**Exercise requirements**
Every entry must be copied word for word.
────────────────
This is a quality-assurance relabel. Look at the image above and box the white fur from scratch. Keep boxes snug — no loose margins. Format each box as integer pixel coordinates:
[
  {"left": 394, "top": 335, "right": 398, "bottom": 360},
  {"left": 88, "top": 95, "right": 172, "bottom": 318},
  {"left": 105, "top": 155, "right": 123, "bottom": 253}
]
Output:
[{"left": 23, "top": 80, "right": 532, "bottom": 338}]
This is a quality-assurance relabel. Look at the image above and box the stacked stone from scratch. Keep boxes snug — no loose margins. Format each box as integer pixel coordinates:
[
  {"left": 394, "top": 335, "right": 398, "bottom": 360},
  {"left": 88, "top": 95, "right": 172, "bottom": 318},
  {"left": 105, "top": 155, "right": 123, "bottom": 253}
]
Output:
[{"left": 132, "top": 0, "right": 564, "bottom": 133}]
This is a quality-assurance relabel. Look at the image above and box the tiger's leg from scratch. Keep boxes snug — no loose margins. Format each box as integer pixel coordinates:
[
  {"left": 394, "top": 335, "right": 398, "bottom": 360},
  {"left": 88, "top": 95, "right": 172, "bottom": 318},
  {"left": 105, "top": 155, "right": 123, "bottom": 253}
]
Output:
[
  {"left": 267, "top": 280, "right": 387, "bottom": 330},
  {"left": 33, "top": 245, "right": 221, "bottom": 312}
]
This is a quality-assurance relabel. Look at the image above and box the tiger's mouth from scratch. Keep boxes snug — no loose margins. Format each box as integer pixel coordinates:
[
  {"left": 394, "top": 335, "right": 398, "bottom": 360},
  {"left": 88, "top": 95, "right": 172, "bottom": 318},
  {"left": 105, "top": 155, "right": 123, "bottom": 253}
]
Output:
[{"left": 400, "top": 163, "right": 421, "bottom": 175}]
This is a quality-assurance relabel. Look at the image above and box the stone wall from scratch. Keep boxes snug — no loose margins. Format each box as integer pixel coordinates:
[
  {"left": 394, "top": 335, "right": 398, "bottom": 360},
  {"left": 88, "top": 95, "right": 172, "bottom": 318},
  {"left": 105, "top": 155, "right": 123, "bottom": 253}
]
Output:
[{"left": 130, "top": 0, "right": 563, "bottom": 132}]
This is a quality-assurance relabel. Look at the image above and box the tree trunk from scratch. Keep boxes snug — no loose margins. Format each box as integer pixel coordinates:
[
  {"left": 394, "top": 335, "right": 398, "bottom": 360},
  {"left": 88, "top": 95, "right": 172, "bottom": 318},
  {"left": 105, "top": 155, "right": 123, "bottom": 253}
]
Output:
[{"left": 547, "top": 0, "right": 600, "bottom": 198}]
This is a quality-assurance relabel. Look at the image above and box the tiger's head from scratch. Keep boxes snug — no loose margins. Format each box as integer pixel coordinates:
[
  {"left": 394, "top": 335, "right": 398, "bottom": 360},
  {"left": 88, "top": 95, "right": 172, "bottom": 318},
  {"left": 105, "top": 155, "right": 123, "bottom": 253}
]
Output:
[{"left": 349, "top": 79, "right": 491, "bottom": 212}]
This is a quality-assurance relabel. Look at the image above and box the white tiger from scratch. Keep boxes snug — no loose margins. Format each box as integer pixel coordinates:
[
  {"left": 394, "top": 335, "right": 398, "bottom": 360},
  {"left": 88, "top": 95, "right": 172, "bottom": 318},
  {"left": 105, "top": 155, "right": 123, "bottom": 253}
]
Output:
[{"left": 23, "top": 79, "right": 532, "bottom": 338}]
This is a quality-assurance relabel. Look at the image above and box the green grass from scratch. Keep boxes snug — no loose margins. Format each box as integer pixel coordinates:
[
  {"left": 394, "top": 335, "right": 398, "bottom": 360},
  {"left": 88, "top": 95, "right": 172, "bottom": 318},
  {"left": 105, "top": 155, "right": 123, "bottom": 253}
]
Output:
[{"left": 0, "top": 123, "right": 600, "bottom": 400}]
────────────────
**Task solution**
This is a quality-assurance relabel. Look at the image above and box the white fur from scratch. Keep boxes snug — no loose margins. Format each box as integer pixel coordinates:
[
  {"left": 394, "top": 335, "right": 398, "bottom": 360},
  {"left": 88, "top": 95, "right": 172, "bottom": 318},
  {"left": 105, "top": 155, "right": 123, "bottom": 253}
]
Output:
[{"left": 23, "top": 80, "right": 532, "bottom": 338}]
This is a quality-assurance relabel. Look at the image above and box the stacked stone from scratch. Keep boxes snug — no loose margins. Format each box as integer pixel coordinates:
[
  {"left": 394, "top": 335, "right": 398, "bottom": 360},
  {"left": 88, "top": 95, "right": 172, "bottom": 318},
  {"left": 105, "top": 155, "right": 123, "bottom": 253}
]
Output:
[{"left": 132, "top": 0, "right": 564, "bottom": 133}]
This is a quality-assurance relabel. Look at the image above and box the tiger's leg from scratch. Keep boxes snug — no loose margins. Format each box as integer pixel coordinates:
[
  {"left": 394, "top": 335, "right": 398, "bottom": 360},
  {"left": 88, "top": 95, "right": 172, "bottom": 318},
  {"left": 105, "top": 155, "right": 123, "bottom": 253}
]
Output:
[
  {"left": 267, "top": 280, "right": 387, "bottom": 330},
  {"left": 33, "top": 245, "right": 221, "bottom": 312}
]
This is a quality-assurance relabel. Look at the image above and box the tiger's mouth from scratch. Keep boxes snug — no loose margins. Format each box as integer pixel coordinates:
[
  {"left": 394, "top": 335, "right": 398, "bottom": 360},
  {"left": 88, "top": 95, "right": 172, "bottom": 318},
  {"left": 105, "top": 155, "right": 123, "bottom": 253}
]
Output:
[{"left": 400, "top": 163, "right": 421, "bottom": 175}]
This is a quality-assurance relabel. Look at the image above and box the stone wall from scratch. Keep boxes snug — no loose margins. Format each box as integer pixel coordinates:
[
  {"left": 394, "top": 335, "right": 398, "bottom": 360},
  {"left": 88, "top": 95, "right": 172, "bottom": 318},
  {"left": 105, "top": 155, "right": 123, "bottom": 253}
]
Output:
[{"left": 130, "top": 0, "right": 563, "bottom": 132}]
This is a quality-assurance relabel. Look at the image above and box the tree trunk from scratch. Keep boxes snug — no loose margins. Format each box as integer pixel coordinates:
[
  {"left": 394, "top": 335, "right": 398, "bottom": 360},
  {"left": 88, "top": 95, "right": 172, "bottom": 318},
  {"left": 105, "top": 155, "right": 123, "bottom": 253}
]
Output:
[{"left": 547, "top": 0, "right": 600, "bottom": 198}]
This is a quality-assurance relabel. Look at the image above and box the tiger's head from scratch. Keep boxes snug — no loose margins. Format each box as integer pixel coordinates:
[
  {"left": 394, "top": 335, "right": 398, "bottom": 360},
  {"left": 88, "top": 95, "right": 172, "bottom": 318},
  {"left": 105, "top": 155, "right": 123, "bottom": 253}
]
Output:
[{"left": 349, "top": 79, "right": 491, "bottom": 212}]
This is a quality-assurance relabel. Look at the image above and box the white tiger from scratch. Keep boxes snug — no loose margins. Format each box as integer pixel coordinates:
[
  {"left": 394, "top": 335, "right": 398, "bottom": 360},
  {"left": 88, "top": 95, "right": 172, "bottom": 318},
  {"left": 105, "top": 155, "right": 123, "bottom": 253}
]
Output:
[{"left": 23, "top": 79, "right": 532, "bottom": 338}]
This is a quality-assurance relabel. Look at the image above and box the green grass from scratch. Keep boxes snug — no loose margins. Format each box as integer pixel coordinates:
[
  {"left": 394, "top": 335, "right": 398, "bottom": 360},
  {"left": 88, "top": 95, "right": 172, "bottom": 318},
  {"left": 105, "top": 155, "right": 123, "bottom": 253}
]
Output:
[{"left": 0, "top": 123, "right": 600, "bottom": 400}]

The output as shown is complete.